### Exercice proposé 1
Répondez à ces questions sur le texte consacré à Maurice Papon :
(a) En quelle année la personne qui écrit était-elle élève à l'École Polytechnique ?
(b) Quelle est la devise de l'École citée dans le texte ?
(c) À quelle date Papon lui a-t-il fait perdre sa naïveté ?
### Exercice proposé 2
Indiquez si chaque affirmation concorde avec le texte sur Maurice Papon, en citant les mots décisifs :
(a) En 1961, la personne qui écrit avait des opinions politiques plutôt à gauche.
(b) À cette époque, elle pensait que l'Algérie devait rester française.
(c) Elle juge l'amnistie acceptable pour ceux qui ont laissé faire les crimes.
### Exercice proposé 3
Poursuivez le texte sur Maurice Papon après sa dernière phrase.

### Texte proposé
Au sujet de Maurice Papon
2 mai 1999
En 1961 j'étais élève à l'École Polytechnique. Mes
opinions politiques étaient plutôt à droite. Je travaillais, selon la devise de
l'École, "Pour la Patrie, les Sciences et la Gloire". Je pensais que l'Algérie
devait rester française.
J'ai changé d'avis plus tard, lorsque j'ai vu le système
d'apartheid organisé là-bas. Dès le 17 octobre 1961 toutefois Papon m'avait fait perdre
ma naïveté.
Je ne pouvais plus en effet respecter un État qui faisait
tuer des manifestants désarmés, faire confiance à une police qui était son instrument,
à une justice qui n'a pas bougé le petit doigt, à une armée qui ne m'a pas paru
troublée par ce type de guerre. J'étais à droite, certes, mais je n'étais pas fasciste. Je
respecte les militaires qui, à leurs risques et périls, ont refusé de torturer ou
d'exécuter des prisonniers. Je trouve l'amnistie trop commode pour ceux qui ont commis de
tels crimes comme pour ceux qui les ont laissé faire.

### Listing
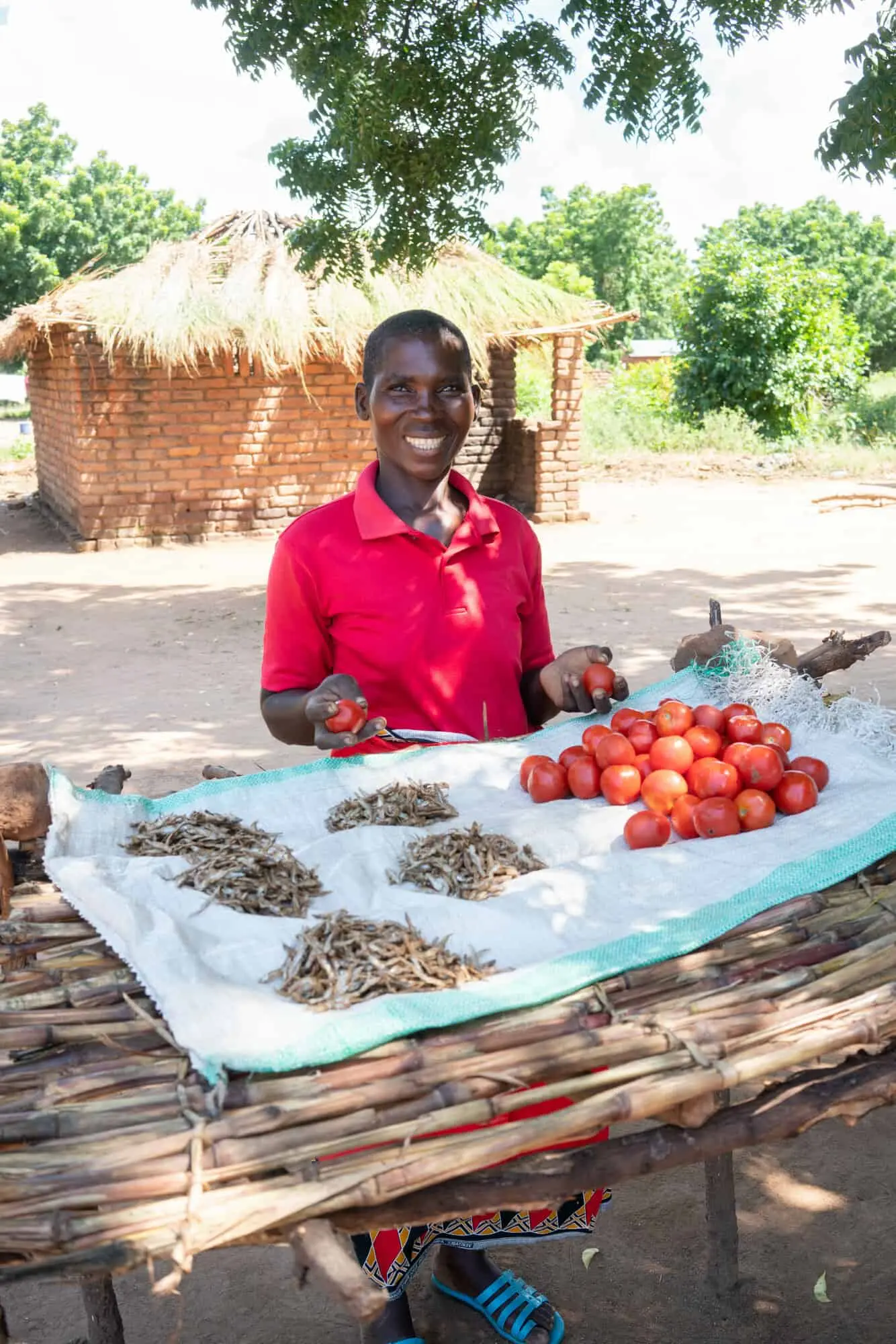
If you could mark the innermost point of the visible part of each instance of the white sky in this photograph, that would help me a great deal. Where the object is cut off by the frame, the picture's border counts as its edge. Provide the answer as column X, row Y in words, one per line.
column 154, row 85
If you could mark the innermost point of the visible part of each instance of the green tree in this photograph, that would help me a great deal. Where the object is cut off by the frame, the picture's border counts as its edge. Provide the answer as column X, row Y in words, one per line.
column 764, row 334
column 828, row 239
column 56, row 216
column 418, row 107
column 620, row 240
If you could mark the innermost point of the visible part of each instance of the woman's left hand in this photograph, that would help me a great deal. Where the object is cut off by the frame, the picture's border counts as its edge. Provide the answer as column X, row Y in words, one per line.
column 562, row 682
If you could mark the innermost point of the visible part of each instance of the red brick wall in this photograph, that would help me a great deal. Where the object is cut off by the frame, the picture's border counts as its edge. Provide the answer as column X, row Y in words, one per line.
column 131, row 455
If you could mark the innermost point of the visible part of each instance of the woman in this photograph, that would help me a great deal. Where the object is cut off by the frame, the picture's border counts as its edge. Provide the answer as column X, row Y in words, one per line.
column 422, row 600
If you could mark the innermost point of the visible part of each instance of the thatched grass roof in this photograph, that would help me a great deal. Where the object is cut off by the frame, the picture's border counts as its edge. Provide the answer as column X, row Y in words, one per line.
column 236, row 286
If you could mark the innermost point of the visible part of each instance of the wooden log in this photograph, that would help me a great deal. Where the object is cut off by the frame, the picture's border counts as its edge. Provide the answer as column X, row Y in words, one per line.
column 25, row 802
column 836, row 654
column 319, row 1251
column 104, row 1318
column 784, row 1112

### Corrigé 1
(a) En 1961.
(b) « Pour la Patrie, les Sciences et la Gloire ».
(c) Le 17 octobre 1961.

### Corrigé 2
(a) Non : « Mes opinions politiques étaient plutôt à droite. »
(b) Oui : « Je pensais que l'Algérie devait rester française. »
(c) Non : « Je trouve l'amnistie trop commode pour ceux qui ont commis de tels crimes comme pour ceux qui les ont laissé faire. »

### Corrigé 3
* *
Le 18 octobre 1961, j'ai voulu démissionner de l'X pour
rompre toute relation avec cet État. Mes camarades m'ont dissuadé, disant qu'il n'était
pas raisonnable de réagir à chaud. Ils m'ont sans doute rendu service car je n'étais
pas mûr et risquais le désespoir. Mais cette affaire m'est restée sur le cœur.
Depuis ce jour je "fais méfiance" à nos
institutions. La France n'est pas la patrie des droits de l'homme. Quoiqu'en dise la
propagande, les Français n'ont été et ne sont ni plus civilisés, ni plus humains que
ne le furent leurs ennemis. La méfiance est un devoir civique. Dire "je fais
confiance à la justice de mon pays" serait le comble de la bêtise s'il ne fallait,
le plus souvent, entendre cela comme une antiphrase.
Tout cela m'a ancré dans une conception du service public
respectueuse du public qu'il s'agit de servir. Le corporatisme des "grands" corps de fonctionnaires m'inspire le
dégoût.
Papon a fait un procès à un historien qui avait
qualifié de "massacre" ce qui s'est passé le 17 octobre 1961. Le tribunal a
donné raison à l'historien. C'était la moindre des choses. Ce n'est pas une
réparation.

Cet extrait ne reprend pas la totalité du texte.